* BEGIN Material for the task *
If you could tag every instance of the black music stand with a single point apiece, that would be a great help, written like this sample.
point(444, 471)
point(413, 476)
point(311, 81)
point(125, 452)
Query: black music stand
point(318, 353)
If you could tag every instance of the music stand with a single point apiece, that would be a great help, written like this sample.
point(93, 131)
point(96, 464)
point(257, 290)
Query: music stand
* END Material for the task *
* BEGIN Material for the task *
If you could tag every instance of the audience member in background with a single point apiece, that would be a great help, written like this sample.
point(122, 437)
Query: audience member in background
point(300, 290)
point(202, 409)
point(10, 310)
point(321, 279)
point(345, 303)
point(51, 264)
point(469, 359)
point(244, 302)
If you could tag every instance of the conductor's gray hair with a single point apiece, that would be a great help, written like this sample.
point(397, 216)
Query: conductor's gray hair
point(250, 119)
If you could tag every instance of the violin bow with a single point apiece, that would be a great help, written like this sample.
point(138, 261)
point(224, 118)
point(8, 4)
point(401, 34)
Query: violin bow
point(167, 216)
* END Material for the task *
Recast the listing above as a Markdown table with columns Row and Listing line, starting at the line containing "If you could tag every instance of the violin" and ending at the line containing "point(167, 216)", both ends included. Number each line in the Row column and omit blank lines.

| Row | Listing line |
|---|---|
| 1 | If you could tag every instance of the violin bow with a single point apiece, that would be a great help, written like this sample. |
| 2 | point(138, 261) |
| 3 | point(224, 118) |
| 4 | point(8, 4) |
| 5 | point(401, 34) |
| 6 | Query: violin bow |
| 7 | point(167, 216) |